__Entries supplied__:
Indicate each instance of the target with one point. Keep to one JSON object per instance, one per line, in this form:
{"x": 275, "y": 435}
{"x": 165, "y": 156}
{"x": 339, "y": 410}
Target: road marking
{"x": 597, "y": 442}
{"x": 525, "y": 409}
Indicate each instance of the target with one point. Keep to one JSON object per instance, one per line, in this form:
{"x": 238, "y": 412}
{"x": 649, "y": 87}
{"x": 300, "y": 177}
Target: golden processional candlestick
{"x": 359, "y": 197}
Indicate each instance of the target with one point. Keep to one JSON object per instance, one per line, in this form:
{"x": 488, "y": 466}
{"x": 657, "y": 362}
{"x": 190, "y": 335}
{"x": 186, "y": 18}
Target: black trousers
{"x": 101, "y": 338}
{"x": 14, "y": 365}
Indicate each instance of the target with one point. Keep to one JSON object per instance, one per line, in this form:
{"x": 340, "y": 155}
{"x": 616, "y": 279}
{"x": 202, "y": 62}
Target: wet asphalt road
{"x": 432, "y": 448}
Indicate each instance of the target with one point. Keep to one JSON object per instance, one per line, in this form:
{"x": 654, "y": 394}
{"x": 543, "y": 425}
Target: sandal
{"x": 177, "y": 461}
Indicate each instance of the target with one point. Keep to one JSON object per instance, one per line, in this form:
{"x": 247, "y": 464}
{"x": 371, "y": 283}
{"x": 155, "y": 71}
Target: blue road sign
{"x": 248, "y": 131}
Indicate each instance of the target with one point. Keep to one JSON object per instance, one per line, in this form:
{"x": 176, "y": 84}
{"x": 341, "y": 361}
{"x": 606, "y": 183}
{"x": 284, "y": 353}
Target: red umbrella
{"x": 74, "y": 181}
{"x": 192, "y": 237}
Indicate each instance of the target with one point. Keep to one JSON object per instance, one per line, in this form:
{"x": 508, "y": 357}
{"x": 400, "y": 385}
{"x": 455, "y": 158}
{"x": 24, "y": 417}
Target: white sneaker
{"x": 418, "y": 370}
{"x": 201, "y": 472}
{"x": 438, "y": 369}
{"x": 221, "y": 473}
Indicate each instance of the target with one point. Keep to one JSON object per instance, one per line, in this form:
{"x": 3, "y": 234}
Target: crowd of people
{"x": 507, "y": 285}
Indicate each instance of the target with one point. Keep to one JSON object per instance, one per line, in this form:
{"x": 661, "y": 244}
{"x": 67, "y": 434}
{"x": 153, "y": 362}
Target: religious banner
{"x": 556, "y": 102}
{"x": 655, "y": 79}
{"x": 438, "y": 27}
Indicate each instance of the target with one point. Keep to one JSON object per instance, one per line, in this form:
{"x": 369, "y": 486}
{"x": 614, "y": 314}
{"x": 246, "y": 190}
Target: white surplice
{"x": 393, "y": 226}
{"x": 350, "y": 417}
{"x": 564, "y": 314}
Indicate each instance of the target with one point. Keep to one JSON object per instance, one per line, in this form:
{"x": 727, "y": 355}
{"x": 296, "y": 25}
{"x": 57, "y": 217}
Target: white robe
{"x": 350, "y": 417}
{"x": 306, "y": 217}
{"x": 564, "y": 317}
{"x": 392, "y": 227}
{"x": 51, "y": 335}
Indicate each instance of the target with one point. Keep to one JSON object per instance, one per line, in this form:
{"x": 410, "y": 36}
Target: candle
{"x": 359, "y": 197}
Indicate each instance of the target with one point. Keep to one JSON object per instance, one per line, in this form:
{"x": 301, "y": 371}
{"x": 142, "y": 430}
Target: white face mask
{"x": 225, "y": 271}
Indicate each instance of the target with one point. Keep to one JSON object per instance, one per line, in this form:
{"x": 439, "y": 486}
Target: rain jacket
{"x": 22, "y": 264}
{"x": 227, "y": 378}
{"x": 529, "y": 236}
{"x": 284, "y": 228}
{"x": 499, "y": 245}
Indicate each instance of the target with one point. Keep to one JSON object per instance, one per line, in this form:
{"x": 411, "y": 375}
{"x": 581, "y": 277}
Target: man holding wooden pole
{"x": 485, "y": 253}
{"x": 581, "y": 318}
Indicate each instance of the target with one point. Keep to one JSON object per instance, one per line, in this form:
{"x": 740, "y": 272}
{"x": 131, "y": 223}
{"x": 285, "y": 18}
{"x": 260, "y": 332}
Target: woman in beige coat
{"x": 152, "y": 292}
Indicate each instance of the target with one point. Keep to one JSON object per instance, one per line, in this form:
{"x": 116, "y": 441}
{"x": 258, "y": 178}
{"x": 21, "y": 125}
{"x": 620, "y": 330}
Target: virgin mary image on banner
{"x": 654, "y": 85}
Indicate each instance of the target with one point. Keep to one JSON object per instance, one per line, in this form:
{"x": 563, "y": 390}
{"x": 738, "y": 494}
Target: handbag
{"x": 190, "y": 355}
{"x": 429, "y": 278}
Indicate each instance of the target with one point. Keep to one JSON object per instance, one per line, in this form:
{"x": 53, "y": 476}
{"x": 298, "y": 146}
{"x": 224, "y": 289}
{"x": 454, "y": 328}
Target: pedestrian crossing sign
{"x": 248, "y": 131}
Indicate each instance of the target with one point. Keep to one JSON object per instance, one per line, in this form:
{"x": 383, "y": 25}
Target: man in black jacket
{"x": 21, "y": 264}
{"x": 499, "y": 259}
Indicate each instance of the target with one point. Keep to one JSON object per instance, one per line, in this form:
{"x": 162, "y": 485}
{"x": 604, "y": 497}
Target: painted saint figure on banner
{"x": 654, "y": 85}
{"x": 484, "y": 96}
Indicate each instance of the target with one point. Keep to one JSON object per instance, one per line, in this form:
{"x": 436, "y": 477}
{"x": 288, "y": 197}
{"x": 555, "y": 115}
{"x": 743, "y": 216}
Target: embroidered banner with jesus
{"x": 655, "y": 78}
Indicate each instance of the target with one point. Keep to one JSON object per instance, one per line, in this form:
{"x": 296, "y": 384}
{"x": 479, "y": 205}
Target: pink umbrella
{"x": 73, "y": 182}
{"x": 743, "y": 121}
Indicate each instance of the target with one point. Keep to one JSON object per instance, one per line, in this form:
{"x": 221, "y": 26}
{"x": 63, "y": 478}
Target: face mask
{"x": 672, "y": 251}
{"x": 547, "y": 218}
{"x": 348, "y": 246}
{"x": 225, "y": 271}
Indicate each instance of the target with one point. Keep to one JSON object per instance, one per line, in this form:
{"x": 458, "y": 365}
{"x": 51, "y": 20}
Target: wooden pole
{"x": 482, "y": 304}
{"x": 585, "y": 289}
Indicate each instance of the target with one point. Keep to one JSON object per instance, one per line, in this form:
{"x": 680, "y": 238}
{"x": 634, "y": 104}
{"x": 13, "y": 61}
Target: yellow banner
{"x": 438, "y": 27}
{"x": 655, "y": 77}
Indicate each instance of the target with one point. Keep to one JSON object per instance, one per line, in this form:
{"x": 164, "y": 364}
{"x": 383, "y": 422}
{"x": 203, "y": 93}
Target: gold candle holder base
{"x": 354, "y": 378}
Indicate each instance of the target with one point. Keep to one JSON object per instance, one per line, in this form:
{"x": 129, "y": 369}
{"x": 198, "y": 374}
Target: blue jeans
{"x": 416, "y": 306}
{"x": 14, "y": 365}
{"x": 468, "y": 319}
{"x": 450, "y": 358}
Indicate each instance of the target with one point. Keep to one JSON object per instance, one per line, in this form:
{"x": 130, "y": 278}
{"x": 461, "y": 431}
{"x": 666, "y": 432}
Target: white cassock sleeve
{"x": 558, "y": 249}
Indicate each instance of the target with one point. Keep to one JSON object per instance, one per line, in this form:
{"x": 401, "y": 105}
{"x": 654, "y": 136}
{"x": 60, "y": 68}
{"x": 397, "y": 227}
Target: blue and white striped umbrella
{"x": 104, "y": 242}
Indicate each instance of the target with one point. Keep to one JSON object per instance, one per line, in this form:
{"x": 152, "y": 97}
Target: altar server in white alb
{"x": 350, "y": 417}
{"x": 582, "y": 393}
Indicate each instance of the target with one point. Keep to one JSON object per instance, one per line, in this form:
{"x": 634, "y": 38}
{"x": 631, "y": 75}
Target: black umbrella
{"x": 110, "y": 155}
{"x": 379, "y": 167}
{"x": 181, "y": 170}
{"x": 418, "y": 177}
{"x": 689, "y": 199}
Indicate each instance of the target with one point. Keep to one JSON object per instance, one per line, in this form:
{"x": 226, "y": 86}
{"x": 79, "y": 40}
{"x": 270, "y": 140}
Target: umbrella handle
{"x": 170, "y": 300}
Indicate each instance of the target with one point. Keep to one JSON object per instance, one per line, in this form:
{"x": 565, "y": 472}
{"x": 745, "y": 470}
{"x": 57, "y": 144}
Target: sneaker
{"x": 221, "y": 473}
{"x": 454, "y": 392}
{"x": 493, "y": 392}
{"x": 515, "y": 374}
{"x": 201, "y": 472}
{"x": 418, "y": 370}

__What is being asked__:
Collect and copy out, in full, every line of the records above that contains the word "blue".

__Solution below__:
Target: blue road sign
Target: blue jeans
Target: blue and white striped umbrella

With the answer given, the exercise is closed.